PROVIDED DATA:
• • • • • • •
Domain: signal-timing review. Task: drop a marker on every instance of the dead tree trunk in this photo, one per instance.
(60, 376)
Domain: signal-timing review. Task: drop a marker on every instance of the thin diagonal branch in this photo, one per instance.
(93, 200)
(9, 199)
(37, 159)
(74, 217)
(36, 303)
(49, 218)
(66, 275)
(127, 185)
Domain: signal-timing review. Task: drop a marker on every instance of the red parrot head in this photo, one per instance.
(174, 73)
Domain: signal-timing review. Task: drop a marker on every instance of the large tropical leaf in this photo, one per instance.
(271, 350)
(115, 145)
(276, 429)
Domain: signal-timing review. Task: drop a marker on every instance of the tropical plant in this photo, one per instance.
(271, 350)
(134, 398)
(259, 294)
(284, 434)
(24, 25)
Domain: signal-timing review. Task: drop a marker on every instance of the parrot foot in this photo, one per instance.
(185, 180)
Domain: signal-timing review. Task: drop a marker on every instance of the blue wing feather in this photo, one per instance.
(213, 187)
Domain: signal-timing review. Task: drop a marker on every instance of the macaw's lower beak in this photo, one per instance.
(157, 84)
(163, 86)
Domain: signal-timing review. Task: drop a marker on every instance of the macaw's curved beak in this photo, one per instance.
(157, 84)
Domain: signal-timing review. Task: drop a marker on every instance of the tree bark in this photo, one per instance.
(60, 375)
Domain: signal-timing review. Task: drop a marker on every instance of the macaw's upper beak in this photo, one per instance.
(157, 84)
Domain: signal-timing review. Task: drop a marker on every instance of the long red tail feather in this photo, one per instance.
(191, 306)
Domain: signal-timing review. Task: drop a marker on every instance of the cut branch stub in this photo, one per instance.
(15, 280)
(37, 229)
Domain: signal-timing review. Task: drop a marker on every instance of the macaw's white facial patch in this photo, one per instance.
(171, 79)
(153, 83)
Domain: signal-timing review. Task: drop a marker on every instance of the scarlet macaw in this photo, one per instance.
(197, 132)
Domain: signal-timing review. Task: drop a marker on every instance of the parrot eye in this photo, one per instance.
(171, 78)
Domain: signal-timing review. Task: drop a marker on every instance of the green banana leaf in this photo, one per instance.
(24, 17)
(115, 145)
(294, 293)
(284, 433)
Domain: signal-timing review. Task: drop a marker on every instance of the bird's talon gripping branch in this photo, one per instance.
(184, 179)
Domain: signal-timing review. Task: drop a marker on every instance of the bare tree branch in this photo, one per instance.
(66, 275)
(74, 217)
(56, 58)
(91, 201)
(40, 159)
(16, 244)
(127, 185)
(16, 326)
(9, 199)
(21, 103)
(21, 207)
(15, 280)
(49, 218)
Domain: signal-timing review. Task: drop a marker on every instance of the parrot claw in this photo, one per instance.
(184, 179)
• • • • • • •
TO DO:
Copy every row above word for word, without changing anything.

EXPECTED ANSWER:
Domain: signal-timing review. Task: drop a marker on every instance of the dead tree trunk in this photo, one per instance.
(60, 376)
Domain: signal-timing review. Task: drop a marker on every instance of the thin diagonal branch in this photo, one per instance.
(93, 200)
(9, 199)
(37, 159)
(74, 217)
(36, 303)
(49, 218)
(66, 275)
(127, 185)
Domain: signal-timing review. Task: drop a marker on every instance of the red parrot head in this photo, one per instance.
(174, 73)
Domain: signal-timing review. Task: drop a marker on every instance of the large tropical leaf in this photo, one per instance.
(271, 350)
(115, 145)
(276, 429)
Domain: signal-timing review. Task: drop a marker on every instance of the tropical plant in this photo, one per instance.
(271, 350)
(134, 398)
(259, 294)
(284, 434)
(24, 25)
Domain: signal-timing review. Task: drop a marker on every instance of the parrot foot in this photo, one per instance.
(185, 180)
Domain: signal-timing review. Task: drop a marker on every instance of the blue wing feather in this photo, one per instance.
(213, 187)
Domain: signal-timing review. Task: drop a marker on every instance of the macaw's lower beak in this photo, one per instance.
(157, 84)
(163, 86)
Domain: signal-timing review. Task: drop a marker on every instance of the macaw's curved beak in this photo, one per instance.
(157, 84)
Domain: signal-timing review. Task: drop a marker on every instance of the tree bark in this photo, one per instance.
(60, 375)
Domain: signal-timing review. Task: drop a marker on every instance of the macaw's upper beak in this photo, one per instance.
(157, 84)
Domain: signal-timing review. Task: drop a marker on every instance of the long red tail feather in this photo, one per instance.
(191, 306)
Domain: signal-timing review. Task: drop a marker on every instance of the cut branch stub in this photo, one per instance.
(15, 280)
(37, 229)
Domain: signal-timing review. Task: drop a marker on every instance of the macaw's white facial patch in this photo, one per instance.
(171, 79)
(153, 83)
Domain: signal-timing review. Task: drop a marker on every instance of the scarlet macaw in this photo, one per instance.
(197, 132)
Domain: signal-timing review. Task: drop a marker on every instance of the parrot eye in this photo, one per instance.
(171, 78)
Domain: signal-timing review. Task: drop a marker on every instance of the green banana leaf in this photo, one per instance.
(24, 17)
(115, 145)
(294, 293)
(284, 433)
Domain: signal-timing review. Task: drop a marker on every instance of the bird's talon gripping branch in this photo, one per instance.
(184, 179)
Domain: signal-timing review. Task: drop a marker on every instance of the bare tree branch in this photo, one per instance.
(66, 275)
(74, 217)
(56, 58)
(91, 201)
(40, 159)
(16, 244)
(127, 185)
(16, 326)
(9, 199)
(21, 103)
(21, 207)
(15, 280)
(49, 218)
Domain: signal-timing review. Task: drop a marker on every instance of the parrot claw in this photo, one per instance.
(184, 179)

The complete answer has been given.